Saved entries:
+ + + + +

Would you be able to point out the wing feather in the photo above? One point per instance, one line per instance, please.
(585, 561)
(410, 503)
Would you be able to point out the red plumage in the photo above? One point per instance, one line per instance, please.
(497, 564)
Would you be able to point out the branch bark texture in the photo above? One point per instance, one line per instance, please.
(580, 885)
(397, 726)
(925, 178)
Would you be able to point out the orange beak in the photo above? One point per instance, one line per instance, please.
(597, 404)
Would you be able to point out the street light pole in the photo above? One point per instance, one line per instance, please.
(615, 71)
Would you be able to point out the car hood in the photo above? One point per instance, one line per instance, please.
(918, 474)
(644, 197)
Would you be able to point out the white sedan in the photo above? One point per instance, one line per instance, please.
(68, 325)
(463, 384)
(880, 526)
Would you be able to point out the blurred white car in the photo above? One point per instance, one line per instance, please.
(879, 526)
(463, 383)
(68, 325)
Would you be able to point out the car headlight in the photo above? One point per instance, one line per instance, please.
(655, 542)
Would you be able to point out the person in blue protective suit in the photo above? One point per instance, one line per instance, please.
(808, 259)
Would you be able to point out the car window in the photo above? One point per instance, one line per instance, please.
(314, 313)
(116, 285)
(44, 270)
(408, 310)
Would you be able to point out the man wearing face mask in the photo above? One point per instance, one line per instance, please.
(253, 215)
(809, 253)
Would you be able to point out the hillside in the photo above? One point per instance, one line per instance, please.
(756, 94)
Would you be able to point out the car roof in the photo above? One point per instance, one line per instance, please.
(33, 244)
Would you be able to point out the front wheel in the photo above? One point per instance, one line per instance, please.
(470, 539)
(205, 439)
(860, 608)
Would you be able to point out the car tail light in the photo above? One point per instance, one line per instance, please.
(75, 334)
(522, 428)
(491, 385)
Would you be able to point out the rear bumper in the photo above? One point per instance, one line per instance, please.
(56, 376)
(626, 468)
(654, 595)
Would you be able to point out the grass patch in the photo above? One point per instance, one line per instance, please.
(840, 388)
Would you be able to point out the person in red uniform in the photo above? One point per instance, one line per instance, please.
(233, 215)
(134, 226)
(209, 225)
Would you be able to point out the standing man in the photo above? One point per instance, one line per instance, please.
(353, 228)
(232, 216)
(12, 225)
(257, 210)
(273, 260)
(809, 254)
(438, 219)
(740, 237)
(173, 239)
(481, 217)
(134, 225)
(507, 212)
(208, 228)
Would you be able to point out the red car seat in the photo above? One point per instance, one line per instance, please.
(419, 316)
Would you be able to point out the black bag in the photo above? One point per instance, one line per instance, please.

+ + + + +

Go through the data and copy each line exactly as it reads.

Would you be able to point out the wing feather in the photo above? One point per instance, one line per instance, please.
(585, 561)
(410, 503)
Would you be able to point out the red plumage in the photo above? One point per instance, one line per instance, please.
(497, 564)
Would you be able to point out the branch bark texture in the photo above? One point per instance, one line per instance, please.
(580, 885)
(397, 726)
(925, 178)
Would you be able to point out the orange beak in the photo above? One point per instance, one line per instance, please.
(597, 404)
Would you be able to point out the street light pole in the photo above? One point per instance, one line per instance, please.
(615, 71)
Would you be able to point out the car hood in the photo above? One point per instance, one line per instance, please.
(918, 474)
(644, 197)
Would you be able to point out the white sedan in the photo above? One point per instance, one line per instance, please.
(68, 325)
(463, 384)
(880, 526)
Would you be able to point out the blurred white car in the photo above? One point per instance, one line per instance, please.
(879, 526)
(463, 383)
(68, 325)
Would you be able to point out the car headlight in the photo above? One point per instance, one line per instance, please.
(655, 542)
Would you be able to point out the person in blue protective suit in the photo above? One point per instance, one line per instance, please.
(808, 259)
Would you be able to point out the car window in the photo above? One point per instance, one line per instance, please.
(314, 313)
(116, 285)
(44, 270)
(408, 310)
Would you be able to point out the man wearing face mask in the photo above? One point per instance, one line per instance, please.
(253, 215)
(809, 253)
Would you be able to point out the hillside in the photo above? One point per instance, one line per instance, please.
(756, 94)
Would you be able to point out the car roof in the photo above? One point per instance, one line per instance, please.
(33, 244)
Would you be able to point out the front wheel in the photo above? One point per instance, one line per instance, please.
(470, 539)
(205, 439)
(860, 608)
Would you be able to point out the car tail light in the photo above? One point per instance, one line per instance, please.
(75, 334)
(522, 428)
(491, 385)
Would you be able to point out the rear bumper in the photo above? One point per instance, one line per instance, please.
(56, 376)
(626, 468)
(654, 595)
Would you be able to point out the grass patch in the photo above? One point per instance, one line per instance, please.
(840, 388)
Would you be able to point out the person in red uniform in the photo above? One point per instance, one line per instance, please.
(233, 215)
(134, 226)
(209, 225)
Would you be able to point out the standing man in the photo above? One point per instance, one line per instance, please.
(353, 228)
(232, 216)
(12, 225)
(257, 210)
(273, 260)
(809, 254)
(438, 219)
(740, 237)
(173, 239)
(481, 217)
(134, 225)
(507, 212)
(208, 228)
Would you be able to point out the red car seat in the photo above? One point per instance, one line per instance, please.
(419, 316)
Would you be able to point out the black bag in the photo above? One point per instance, one line per instance, please.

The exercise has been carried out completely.